> [Exercise instructions]
Only the run of lines from the one containing "Question. The picture above shows the red belt." through the last line should be returned, exactly as written.

> [Records to use]
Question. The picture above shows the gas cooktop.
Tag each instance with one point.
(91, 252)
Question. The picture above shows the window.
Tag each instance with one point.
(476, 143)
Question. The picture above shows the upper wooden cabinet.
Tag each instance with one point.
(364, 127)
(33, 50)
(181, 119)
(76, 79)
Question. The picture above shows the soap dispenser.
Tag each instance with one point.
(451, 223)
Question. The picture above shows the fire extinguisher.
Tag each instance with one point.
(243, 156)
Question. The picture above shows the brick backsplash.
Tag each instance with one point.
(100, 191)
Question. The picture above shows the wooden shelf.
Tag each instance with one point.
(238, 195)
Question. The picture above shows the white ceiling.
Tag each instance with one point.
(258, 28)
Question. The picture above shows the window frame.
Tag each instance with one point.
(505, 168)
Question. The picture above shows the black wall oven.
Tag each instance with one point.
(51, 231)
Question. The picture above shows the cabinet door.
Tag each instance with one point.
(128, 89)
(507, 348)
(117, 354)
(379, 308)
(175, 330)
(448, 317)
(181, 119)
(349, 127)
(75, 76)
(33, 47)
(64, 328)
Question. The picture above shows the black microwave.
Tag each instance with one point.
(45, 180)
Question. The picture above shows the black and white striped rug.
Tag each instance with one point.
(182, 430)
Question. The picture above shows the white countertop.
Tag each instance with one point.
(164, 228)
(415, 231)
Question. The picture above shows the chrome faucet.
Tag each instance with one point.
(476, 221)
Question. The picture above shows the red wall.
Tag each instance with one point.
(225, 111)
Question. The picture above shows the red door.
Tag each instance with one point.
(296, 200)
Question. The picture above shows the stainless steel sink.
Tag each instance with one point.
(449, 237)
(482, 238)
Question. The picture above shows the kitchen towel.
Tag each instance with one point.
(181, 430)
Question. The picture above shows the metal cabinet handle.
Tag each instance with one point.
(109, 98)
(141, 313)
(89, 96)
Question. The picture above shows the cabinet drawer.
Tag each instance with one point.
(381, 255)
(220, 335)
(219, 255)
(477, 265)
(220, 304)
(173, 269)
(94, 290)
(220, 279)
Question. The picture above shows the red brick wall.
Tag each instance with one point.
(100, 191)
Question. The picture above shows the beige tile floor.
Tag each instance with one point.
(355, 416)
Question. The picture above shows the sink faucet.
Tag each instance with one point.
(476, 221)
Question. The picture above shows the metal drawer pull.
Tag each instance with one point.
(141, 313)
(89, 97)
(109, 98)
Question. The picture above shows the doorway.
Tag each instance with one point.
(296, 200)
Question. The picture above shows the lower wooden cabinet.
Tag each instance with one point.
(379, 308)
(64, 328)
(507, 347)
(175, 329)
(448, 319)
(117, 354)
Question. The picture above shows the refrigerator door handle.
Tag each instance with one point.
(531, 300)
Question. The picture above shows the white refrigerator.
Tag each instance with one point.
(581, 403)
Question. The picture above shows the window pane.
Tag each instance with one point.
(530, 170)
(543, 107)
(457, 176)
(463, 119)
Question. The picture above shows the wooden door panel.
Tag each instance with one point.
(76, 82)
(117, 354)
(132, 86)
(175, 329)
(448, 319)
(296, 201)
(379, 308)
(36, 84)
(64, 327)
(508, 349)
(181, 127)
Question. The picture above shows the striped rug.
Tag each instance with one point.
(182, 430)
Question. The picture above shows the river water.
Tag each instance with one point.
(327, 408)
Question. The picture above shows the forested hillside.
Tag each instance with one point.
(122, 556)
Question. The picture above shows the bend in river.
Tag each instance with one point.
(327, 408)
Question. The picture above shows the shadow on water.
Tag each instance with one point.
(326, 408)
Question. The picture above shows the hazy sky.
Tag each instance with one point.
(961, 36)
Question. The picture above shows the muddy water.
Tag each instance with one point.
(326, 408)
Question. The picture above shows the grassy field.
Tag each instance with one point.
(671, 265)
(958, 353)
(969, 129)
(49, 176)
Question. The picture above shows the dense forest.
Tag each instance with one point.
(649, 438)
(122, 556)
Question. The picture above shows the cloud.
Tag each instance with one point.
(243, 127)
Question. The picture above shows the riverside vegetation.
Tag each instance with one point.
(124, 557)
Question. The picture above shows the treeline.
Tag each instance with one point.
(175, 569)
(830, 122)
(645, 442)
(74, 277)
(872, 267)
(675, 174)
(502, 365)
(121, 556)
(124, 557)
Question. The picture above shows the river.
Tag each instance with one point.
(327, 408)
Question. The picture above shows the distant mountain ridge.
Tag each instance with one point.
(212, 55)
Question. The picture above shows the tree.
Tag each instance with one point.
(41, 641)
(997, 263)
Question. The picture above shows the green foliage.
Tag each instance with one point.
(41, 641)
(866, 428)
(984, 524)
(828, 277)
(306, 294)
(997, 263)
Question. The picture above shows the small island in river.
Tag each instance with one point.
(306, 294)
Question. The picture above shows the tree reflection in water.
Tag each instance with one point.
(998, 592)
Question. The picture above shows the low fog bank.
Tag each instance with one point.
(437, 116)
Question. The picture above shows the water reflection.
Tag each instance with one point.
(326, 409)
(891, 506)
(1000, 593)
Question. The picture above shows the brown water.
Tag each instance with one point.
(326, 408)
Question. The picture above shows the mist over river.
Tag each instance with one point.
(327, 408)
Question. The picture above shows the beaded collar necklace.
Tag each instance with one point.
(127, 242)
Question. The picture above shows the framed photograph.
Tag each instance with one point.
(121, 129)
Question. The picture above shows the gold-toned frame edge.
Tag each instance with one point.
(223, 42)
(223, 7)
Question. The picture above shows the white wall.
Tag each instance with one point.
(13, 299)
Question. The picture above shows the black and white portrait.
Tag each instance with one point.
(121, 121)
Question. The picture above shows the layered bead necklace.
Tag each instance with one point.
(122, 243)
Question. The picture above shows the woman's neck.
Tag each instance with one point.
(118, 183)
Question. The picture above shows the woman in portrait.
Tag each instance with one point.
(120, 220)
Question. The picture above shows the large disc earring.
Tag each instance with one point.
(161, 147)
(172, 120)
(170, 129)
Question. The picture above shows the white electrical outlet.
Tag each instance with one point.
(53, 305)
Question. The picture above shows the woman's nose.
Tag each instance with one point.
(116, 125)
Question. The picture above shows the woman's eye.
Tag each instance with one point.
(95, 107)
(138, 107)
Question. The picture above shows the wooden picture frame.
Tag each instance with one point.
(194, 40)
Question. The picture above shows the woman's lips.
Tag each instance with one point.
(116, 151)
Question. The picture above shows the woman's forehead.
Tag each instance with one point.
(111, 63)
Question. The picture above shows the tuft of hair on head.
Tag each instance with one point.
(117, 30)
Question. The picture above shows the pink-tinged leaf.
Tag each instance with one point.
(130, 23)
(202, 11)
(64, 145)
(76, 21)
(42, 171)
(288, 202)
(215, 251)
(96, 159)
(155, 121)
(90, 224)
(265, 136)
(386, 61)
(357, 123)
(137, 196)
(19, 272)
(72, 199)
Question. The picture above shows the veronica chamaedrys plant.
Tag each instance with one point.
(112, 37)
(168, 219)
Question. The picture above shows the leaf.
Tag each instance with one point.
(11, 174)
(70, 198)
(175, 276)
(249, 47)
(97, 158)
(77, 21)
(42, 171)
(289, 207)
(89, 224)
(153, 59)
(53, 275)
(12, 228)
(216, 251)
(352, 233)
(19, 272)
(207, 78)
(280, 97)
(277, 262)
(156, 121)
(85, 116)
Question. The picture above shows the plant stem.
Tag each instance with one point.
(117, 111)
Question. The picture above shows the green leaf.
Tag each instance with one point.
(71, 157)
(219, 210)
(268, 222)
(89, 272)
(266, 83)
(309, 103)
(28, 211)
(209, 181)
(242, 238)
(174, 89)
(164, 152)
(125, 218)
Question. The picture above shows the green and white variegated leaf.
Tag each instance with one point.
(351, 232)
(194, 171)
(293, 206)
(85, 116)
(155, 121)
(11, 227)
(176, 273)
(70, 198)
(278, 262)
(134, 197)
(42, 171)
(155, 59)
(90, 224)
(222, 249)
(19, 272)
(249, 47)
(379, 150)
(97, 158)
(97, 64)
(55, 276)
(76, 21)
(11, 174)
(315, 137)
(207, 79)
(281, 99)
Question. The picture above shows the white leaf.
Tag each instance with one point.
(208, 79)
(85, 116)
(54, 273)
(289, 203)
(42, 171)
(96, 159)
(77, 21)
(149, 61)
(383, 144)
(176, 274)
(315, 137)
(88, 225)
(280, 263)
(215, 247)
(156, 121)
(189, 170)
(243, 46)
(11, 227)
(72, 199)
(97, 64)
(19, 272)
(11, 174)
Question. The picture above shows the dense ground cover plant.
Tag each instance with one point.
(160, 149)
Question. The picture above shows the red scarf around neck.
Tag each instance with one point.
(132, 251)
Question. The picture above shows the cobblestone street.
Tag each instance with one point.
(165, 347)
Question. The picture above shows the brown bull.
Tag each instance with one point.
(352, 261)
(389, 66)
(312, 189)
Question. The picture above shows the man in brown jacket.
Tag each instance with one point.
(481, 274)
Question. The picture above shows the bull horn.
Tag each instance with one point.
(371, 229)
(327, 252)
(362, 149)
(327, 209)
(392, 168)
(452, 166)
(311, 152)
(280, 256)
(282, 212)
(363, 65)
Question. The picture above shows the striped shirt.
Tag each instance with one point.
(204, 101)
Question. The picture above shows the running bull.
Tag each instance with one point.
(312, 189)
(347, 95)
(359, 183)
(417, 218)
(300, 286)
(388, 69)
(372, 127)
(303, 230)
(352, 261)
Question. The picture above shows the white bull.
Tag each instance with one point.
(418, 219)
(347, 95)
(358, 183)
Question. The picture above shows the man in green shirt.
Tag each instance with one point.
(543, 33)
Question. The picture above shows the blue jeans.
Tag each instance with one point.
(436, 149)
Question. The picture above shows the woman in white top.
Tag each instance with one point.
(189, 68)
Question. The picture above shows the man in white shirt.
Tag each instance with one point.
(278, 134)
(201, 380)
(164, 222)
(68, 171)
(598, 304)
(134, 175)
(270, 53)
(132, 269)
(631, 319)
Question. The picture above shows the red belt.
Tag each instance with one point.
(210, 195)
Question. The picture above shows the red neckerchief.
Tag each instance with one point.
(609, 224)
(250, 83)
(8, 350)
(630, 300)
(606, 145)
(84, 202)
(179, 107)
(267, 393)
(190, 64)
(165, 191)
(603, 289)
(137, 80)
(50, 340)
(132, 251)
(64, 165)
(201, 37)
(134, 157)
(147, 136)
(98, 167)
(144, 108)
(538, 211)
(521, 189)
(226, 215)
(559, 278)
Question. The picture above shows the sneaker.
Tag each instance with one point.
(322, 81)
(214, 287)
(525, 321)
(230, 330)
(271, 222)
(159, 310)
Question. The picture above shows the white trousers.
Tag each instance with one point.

> [Answer for this exercise]
Question. The picture above shows the red belt.
Tag each instance with one point.
(210, 195)
Question. The picture above shows the red neckerchief.
Tag each instance with one point.
(609, 224)
(250, 83)
(8, 350)
(630, 300)
(606, 145)
(84, 202)
(179, 107)
(267, 393)
(190, 64)
(165, 191)
(603, 289)
(137, 80)
(50, 340)
(132, 251)
(64, 165)
(201, 37)
(134, 157)
(147, 136)
(98, 167)
(144, 108)
(538, 211)
(521, 189)
(226, 215)
(559, 278)
Question. The picture above shows the sneaker.
Tag each instance with one point.
(322, 81)
(214, 287)
(525, 321)
(230, 330)
(271, 222)
(159, 310)
Question. The picture above shows the white trousers.
Tag each instance with one point.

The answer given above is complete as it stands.